Book reviews are subjective. I tend to rate books not according to how “perfect” they are, seem to be, or are said to be in general but rather to how perfect they are to me. I received a complimentary copy of this book from Barbour Publishing and was under no obligation to post a review.
What I Would Tell You by Liz Tolsma
My rating: 3 of 5 stars
Description: 1941—The pounding of Nazi boots on the streets of Salonika, Greece, reverberates in Mathilda Nissim’s ears, shaking her large community of Sephardic Jews to its core. At great risk to herself and those around her, Mathilda uses the small newspaper she publishes to call her people to action. 2019—College student Tessa Payton takes a popular DNA heritage test that reveals she’s a Greek Sephardic Jew. So she empties her savings account and jets off on a journey to Greece to discover where she belongs.
My thoughts: Similar to other readers, I picked up this split-timeline ChristFic novel because I hadn’t read fiction about Sephardic Jews in Greece during WWII before. I became so engrossed in the historical side of the story that I would’ve read the book in one sitting if my schedule would have allowed it.
Now, a number of details, phrases, and characters’ thoughts in this book are redundant, and some portions of the story felt overdone or overmilked to me. I personally like a defter touch, when the characters and the narrative effectively leave certain things unrepeated or unsaid.
Also, unless there’s no direct English translation for particular words, it isn’t my preference when foreign language expressions are mixed into the dialogue of characters who are supposed to be speaking only one language, or when they say something in their own language and then repeat the words in English for the reader’s sake. To me, that draws unneeded attention to the fact that the characters are indeed technically speaking English throughout the book, which pulls me out of the setting somewhat. Even so, I did appreciate the Author’s Note with a bit of information about the Ladino language.
□ □ □ □
In the book review above, what rating does the reviewer give What I Would Tell You?
□ □ □ □
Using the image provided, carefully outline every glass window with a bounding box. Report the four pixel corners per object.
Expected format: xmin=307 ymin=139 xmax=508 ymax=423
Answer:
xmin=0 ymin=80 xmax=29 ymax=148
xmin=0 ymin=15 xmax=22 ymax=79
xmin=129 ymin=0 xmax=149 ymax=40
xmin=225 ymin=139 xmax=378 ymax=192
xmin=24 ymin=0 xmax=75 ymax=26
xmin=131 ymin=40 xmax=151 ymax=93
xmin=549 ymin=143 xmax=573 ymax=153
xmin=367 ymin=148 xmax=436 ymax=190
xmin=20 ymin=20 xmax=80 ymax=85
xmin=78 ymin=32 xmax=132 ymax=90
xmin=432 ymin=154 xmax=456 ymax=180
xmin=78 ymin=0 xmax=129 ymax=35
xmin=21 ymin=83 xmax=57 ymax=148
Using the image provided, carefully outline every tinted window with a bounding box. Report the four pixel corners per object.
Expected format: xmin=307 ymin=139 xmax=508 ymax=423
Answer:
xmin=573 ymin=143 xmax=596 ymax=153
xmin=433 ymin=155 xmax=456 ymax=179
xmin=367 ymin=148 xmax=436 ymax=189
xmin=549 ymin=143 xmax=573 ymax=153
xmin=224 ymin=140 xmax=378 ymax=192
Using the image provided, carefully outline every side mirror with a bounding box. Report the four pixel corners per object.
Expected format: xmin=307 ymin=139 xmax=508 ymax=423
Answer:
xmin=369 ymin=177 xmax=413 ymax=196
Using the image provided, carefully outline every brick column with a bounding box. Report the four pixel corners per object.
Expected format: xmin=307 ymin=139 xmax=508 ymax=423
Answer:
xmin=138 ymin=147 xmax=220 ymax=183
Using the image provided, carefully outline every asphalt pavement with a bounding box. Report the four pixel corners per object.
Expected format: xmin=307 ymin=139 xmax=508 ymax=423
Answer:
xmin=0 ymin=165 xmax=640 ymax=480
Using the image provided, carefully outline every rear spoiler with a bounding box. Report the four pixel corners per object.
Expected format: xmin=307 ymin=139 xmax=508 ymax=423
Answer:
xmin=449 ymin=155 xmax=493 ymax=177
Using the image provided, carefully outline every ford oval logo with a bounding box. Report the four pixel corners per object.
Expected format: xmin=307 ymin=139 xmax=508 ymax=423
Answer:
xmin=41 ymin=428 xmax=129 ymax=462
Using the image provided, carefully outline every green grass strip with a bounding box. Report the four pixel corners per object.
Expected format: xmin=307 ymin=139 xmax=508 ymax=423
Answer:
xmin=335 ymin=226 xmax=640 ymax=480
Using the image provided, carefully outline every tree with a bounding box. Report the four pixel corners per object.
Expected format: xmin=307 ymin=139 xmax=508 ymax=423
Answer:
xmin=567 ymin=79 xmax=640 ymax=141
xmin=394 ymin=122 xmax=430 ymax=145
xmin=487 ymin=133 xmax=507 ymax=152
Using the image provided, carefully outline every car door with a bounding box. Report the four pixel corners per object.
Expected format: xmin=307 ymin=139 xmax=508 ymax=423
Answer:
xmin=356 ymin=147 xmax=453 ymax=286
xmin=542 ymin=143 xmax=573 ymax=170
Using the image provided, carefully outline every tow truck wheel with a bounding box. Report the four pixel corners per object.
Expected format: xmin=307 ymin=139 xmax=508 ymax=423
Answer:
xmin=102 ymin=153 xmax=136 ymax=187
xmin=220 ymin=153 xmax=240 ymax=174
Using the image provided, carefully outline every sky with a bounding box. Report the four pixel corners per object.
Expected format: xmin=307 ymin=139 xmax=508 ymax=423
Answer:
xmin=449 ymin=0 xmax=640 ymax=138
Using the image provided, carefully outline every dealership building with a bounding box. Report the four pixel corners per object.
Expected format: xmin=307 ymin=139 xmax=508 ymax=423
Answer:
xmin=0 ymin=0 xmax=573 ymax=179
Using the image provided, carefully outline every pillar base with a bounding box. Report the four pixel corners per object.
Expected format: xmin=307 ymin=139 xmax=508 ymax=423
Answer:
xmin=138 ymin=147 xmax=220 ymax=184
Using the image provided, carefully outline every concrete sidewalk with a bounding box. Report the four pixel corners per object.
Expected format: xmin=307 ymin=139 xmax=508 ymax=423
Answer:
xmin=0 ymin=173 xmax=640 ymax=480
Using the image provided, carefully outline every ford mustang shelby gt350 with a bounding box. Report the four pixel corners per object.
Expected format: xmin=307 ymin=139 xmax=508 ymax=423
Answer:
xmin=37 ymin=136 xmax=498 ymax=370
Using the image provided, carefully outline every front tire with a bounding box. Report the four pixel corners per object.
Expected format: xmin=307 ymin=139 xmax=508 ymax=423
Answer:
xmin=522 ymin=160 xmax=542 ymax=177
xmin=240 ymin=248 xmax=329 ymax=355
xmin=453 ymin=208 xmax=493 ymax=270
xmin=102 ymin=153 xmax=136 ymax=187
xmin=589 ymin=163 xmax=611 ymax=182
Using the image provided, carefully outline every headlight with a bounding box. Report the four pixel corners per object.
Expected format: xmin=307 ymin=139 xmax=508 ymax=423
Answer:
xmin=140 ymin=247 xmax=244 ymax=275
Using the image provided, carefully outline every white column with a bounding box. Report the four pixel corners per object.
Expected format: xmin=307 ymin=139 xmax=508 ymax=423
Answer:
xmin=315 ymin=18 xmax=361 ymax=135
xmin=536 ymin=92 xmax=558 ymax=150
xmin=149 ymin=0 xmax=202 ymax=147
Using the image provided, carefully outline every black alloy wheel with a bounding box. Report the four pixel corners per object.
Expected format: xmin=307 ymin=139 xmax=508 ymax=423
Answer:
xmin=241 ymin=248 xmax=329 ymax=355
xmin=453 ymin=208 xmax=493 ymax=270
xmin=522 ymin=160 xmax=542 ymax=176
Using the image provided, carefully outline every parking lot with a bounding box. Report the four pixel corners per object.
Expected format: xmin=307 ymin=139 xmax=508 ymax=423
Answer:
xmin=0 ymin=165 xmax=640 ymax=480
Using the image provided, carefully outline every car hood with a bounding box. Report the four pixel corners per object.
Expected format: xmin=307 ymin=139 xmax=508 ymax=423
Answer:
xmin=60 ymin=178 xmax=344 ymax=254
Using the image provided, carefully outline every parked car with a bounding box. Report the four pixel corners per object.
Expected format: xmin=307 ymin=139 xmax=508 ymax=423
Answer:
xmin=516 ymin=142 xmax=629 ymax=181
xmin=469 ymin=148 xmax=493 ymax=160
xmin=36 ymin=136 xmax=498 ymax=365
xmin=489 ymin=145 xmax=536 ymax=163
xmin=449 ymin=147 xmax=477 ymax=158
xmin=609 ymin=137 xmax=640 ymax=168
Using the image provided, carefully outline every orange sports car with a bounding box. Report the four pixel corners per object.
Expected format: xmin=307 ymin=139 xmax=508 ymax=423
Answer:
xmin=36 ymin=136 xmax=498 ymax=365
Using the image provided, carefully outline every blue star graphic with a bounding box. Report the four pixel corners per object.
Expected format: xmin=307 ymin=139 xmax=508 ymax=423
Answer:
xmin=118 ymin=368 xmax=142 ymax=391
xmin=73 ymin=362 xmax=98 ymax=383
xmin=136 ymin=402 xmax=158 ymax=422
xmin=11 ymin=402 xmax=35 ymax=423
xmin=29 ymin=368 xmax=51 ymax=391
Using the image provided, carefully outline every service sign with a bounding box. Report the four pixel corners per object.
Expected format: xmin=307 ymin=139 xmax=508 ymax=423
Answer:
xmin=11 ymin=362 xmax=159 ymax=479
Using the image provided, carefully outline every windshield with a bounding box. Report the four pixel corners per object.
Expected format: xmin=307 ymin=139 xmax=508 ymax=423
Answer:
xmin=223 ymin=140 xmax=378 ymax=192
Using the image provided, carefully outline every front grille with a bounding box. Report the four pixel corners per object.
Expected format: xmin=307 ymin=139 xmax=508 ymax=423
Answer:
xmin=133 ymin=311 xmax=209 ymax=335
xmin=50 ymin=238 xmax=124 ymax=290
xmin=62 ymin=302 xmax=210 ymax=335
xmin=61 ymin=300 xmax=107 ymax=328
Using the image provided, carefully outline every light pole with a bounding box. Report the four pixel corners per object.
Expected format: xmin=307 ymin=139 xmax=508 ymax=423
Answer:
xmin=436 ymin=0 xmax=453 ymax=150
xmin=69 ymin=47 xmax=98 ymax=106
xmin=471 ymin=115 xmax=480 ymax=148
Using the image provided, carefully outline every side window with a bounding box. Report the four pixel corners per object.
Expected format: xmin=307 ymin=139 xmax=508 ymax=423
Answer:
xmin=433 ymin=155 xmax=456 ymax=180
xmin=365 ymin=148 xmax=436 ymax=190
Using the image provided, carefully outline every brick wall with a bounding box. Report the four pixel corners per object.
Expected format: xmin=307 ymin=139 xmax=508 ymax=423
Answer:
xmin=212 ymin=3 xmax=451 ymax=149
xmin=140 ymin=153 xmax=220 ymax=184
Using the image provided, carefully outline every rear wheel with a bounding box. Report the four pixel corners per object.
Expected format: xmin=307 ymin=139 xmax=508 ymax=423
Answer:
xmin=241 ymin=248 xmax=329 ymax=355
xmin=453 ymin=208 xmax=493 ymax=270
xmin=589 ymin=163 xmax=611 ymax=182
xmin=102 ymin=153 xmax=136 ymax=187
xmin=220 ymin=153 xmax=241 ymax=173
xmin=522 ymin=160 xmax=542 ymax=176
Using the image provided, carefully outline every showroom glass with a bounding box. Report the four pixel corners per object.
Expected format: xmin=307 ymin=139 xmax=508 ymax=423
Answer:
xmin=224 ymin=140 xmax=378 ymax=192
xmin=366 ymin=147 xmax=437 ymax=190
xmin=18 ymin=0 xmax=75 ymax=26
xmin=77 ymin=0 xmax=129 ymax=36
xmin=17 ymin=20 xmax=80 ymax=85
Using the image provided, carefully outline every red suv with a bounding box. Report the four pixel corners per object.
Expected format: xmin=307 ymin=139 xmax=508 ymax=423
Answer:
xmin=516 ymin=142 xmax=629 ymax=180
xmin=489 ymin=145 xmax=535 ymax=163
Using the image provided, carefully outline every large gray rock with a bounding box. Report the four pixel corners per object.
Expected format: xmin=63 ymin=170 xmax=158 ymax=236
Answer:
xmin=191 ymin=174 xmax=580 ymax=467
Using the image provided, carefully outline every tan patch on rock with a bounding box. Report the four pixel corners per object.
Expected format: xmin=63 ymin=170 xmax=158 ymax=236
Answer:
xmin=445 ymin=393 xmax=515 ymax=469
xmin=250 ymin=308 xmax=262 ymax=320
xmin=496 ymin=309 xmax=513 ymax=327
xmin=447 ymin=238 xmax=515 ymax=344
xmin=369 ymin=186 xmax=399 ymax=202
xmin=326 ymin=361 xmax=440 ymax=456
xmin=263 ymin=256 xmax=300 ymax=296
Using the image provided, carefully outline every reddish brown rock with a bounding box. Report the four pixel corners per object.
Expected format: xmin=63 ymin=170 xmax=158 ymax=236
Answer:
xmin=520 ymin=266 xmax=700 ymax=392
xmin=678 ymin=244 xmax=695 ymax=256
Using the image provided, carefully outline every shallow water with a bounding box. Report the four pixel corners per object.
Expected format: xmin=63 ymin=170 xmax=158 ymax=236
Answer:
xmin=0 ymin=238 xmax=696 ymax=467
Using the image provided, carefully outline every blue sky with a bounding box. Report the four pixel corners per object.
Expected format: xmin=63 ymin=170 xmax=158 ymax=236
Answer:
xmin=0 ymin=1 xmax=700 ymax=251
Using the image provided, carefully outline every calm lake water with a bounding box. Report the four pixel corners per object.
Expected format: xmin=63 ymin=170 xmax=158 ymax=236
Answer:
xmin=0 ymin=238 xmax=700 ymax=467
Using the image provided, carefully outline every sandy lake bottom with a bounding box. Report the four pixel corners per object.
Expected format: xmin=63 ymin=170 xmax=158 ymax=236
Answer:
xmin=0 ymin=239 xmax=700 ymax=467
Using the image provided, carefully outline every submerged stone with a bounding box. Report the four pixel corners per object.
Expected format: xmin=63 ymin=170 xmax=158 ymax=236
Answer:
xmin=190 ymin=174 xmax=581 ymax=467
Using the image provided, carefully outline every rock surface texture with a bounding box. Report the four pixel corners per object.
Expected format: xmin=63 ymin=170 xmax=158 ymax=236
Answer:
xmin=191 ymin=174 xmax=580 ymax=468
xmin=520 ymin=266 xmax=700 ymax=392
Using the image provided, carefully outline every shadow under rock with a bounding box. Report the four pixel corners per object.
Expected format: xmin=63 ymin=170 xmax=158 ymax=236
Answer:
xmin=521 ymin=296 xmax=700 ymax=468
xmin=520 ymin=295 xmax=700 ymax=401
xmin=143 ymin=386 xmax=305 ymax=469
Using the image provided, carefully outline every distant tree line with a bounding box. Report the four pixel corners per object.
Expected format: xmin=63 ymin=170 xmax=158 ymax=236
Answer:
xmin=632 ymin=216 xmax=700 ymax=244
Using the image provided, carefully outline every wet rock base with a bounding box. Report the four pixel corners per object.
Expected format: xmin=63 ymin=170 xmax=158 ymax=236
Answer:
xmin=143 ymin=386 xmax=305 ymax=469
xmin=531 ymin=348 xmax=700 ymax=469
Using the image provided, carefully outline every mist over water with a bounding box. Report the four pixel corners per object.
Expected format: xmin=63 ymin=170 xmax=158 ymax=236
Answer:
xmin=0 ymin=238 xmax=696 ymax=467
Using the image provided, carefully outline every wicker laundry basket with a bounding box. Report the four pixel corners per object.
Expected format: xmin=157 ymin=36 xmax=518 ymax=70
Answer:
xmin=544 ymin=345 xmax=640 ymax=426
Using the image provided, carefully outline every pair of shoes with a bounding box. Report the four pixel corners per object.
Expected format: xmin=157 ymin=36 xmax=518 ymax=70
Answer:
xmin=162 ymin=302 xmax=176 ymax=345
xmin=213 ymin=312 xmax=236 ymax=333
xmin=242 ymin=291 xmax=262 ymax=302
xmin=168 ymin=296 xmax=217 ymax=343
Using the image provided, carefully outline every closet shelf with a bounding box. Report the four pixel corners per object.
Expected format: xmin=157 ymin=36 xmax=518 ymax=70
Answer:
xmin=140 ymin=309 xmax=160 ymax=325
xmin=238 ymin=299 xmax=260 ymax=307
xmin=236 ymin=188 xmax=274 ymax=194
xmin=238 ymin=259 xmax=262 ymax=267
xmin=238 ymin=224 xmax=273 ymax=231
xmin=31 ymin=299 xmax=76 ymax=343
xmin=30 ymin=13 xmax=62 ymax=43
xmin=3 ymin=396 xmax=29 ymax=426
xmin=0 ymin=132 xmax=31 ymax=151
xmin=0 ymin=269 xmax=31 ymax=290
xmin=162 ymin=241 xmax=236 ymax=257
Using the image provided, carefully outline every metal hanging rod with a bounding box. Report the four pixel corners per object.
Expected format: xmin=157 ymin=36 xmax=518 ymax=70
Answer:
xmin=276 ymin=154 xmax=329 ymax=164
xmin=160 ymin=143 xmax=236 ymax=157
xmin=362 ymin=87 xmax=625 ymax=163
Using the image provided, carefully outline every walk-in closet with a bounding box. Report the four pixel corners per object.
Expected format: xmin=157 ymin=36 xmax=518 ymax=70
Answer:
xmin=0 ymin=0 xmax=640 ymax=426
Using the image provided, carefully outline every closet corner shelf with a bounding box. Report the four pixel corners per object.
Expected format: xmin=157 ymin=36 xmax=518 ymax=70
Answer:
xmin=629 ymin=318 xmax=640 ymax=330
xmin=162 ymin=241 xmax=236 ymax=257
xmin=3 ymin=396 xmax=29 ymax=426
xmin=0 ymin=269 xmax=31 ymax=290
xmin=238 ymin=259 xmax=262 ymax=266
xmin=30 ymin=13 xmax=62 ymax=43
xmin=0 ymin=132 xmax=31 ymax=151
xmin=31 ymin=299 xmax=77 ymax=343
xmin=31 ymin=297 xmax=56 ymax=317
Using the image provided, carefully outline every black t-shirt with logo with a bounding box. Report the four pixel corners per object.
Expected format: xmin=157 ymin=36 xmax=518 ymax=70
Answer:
□ □ □ □
## Written answer
3 of 5 stars